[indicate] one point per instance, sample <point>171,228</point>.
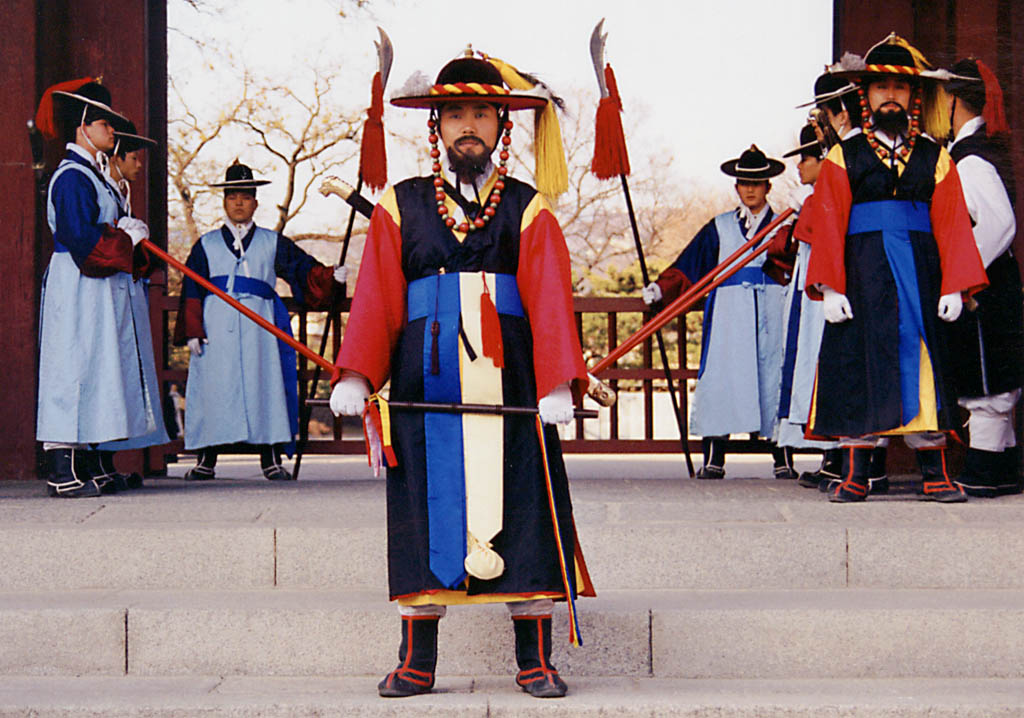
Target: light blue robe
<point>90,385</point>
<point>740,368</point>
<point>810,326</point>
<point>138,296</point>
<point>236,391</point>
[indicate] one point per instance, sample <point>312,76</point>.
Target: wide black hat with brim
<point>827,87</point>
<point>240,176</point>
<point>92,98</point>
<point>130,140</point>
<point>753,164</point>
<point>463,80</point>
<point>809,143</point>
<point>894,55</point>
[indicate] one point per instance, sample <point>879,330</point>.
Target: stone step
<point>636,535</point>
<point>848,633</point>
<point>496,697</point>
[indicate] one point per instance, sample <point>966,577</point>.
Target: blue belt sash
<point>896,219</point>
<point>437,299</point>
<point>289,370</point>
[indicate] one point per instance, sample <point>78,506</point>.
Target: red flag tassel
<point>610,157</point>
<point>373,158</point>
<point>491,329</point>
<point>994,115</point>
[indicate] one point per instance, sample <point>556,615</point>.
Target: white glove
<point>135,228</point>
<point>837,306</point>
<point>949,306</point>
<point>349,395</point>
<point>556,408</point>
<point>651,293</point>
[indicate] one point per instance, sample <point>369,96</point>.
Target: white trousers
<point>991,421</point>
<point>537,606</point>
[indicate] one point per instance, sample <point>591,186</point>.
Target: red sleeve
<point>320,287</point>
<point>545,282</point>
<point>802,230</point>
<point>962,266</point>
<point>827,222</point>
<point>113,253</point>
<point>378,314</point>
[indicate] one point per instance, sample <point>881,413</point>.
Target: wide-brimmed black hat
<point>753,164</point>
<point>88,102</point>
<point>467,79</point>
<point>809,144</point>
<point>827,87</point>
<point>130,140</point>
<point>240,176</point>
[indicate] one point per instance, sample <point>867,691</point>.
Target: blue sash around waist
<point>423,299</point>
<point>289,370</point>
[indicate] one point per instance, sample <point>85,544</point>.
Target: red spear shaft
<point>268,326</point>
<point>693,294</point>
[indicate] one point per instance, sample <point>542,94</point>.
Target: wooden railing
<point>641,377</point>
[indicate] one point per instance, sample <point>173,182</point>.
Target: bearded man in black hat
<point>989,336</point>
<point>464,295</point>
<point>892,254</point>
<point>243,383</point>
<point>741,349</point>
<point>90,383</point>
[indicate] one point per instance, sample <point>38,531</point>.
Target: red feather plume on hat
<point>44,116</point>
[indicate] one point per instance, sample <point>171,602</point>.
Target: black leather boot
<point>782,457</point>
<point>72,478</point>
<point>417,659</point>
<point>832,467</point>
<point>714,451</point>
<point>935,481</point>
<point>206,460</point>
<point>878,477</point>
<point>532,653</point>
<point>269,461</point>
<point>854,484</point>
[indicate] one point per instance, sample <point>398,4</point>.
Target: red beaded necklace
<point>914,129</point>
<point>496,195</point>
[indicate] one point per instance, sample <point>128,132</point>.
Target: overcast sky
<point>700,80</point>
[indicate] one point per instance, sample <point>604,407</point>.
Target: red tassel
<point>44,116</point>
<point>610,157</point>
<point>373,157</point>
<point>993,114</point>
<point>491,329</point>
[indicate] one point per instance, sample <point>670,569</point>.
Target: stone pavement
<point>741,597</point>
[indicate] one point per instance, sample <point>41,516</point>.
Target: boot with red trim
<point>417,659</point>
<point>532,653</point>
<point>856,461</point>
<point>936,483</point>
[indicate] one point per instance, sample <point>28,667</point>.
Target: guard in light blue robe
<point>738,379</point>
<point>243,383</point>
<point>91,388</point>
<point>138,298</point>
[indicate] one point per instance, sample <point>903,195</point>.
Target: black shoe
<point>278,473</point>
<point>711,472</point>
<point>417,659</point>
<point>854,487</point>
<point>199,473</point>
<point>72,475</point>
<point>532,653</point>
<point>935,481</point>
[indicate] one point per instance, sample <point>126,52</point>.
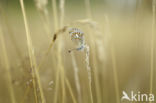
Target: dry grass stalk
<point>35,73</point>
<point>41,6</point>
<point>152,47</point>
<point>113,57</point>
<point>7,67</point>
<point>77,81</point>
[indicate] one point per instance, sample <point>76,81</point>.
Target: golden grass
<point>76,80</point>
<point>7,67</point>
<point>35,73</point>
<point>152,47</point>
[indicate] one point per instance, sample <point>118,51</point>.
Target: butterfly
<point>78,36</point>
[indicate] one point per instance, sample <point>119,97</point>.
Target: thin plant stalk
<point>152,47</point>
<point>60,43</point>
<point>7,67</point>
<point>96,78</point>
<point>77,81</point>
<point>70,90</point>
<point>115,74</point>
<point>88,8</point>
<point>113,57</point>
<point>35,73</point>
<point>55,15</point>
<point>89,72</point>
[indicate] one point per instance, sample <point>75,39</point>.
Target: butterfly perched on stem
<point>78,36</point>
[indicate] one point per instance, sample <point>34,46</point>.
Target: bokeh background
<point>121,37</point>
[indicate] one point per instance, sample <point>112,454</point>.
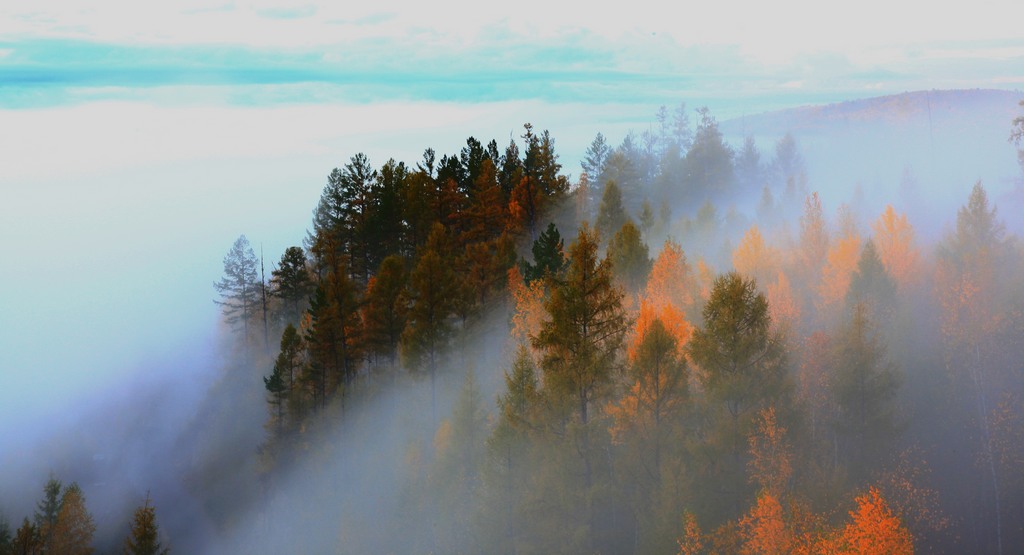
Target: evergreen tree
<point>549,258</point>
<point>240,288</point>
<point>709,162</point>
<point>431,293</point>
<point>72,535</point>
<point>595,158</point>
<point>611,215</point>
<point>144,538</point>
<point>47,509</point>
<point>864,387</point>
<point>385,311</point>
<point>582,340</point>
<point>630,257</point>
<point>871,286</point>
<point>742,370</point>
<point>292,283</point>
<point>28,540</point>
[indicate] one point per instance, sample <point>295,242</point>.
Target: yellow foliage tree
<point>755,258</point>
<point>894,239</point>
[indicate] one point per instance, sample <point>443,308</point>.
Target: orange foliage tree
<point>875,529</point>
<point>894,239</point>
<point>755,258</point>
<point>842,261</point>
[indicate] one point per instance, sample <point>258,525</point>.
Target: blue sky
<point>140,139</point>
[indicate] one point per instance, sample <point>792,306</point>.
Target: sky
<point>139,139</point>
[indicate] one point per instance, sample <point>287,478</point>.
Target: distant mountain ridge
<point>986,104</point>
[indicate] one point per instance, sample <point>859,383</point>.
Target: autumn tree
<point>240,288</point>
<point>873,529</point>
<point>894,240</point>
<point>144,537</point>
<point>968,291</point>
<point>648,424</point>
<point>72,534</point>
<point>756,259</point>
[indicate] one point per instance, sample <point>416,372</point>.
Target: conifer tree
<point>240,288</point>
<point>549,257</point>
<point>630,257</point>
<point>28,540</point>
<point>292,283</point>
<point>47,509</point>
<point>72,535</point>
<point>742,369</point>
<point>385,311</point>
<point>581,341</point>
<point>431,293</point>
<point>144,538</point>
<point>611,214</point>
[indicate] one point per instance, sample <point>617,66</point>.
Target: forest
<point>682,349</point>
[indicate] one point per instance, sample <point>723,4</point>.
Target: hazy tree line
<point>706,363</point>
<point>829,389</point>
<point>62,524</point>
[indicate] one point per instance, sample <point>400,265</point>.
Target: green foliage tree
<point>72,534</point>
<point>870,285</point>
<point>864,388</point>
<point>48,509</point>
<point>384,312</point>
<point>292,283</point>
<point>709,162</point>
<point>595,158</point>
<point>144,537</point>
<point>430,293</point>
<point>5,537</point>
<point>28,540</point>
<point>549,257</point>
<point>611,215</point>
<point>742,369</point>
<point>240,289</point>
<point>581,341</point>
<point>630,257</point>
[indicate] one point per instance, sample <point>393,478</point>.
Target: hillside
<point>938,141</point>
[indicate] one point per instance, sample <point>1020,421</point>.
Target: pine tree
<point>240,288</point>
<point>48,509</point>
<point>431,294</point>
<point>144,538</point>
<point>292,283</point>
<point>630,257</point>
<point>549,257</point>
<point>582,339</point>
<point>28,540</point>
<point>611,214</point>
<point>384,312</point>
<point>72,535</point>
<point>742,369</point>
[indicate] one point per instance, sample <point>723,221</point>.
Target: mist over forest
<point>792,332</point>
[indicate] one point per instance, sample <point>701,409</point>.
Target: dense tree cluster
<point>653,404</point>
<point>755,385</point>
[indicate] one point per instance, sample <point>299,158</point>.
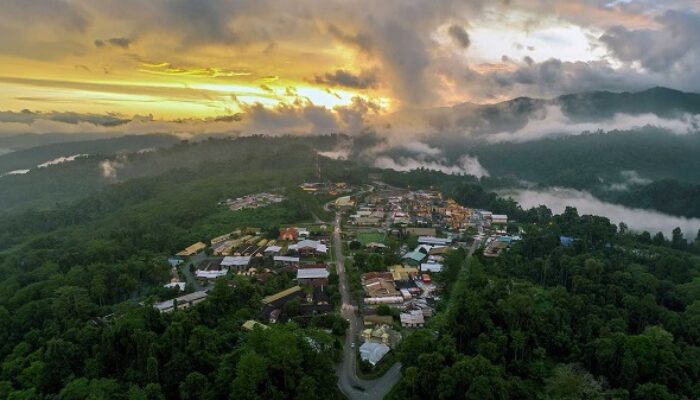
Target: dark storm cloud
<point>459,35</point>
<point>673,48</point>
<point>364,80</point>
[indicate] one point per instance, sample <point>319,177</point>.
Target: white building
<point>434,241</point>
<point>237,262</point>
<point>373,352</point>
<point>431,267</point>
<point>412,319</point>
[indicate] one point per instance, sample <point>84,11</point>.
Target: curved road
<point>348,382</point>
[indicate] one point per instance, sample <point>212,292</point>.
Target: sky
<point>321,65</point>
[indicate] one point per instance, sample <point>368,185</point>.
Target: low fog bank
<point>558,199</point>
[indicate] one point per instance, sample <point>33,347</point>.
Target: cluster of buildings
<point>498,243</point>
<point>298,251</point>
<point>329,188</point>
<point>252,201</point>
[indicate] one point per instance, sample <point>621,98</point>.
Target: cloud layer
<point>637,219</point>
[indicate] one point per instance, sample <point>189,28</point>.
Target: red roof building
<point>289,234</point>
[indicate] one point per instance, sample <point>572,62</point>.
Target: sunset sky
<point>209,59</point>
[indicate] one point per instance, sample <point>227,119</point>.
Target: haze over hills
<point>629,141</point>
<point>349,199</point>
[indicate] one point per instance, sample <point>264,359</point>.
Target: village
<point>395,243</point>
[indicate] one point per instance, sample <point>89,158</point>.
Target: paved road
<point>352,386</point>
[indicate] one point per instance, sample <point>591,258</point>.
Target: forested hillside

→ WHAT NEEDS TO BE DONE
Could you rewrite the records, starting at the very beginning and going on through the line with "<point>496,697</point>", changing "stone step" to "stone stair" but leaving everything else as it is? Leave the pictures out of your answer.

→ ANSWER BELOW
[indicate] one point per instance, sample <point>171,228</point>.
Target: light blue robe
<point>90,385</point>
<point>740,368</point>
<point>810,326</point>
<point>138,296</point>
<point>236,391</point>
[indicate] one point per instance, sample <point>312,76</point>.
Target: wide black hat with brim
<point>827,87</point>
<point>240,176</point>
<point>92,98</point>
<point>130,140</point>
<point>753,164</point>
<point>463,80</point>
<point>809,143</point>
<point>894,55</point>
[indicate] one point per instance, sample <point>879,330</point>.
Target: stone stair
<point>636,535</point>
<point>848,633</point>
<point>496,697</point>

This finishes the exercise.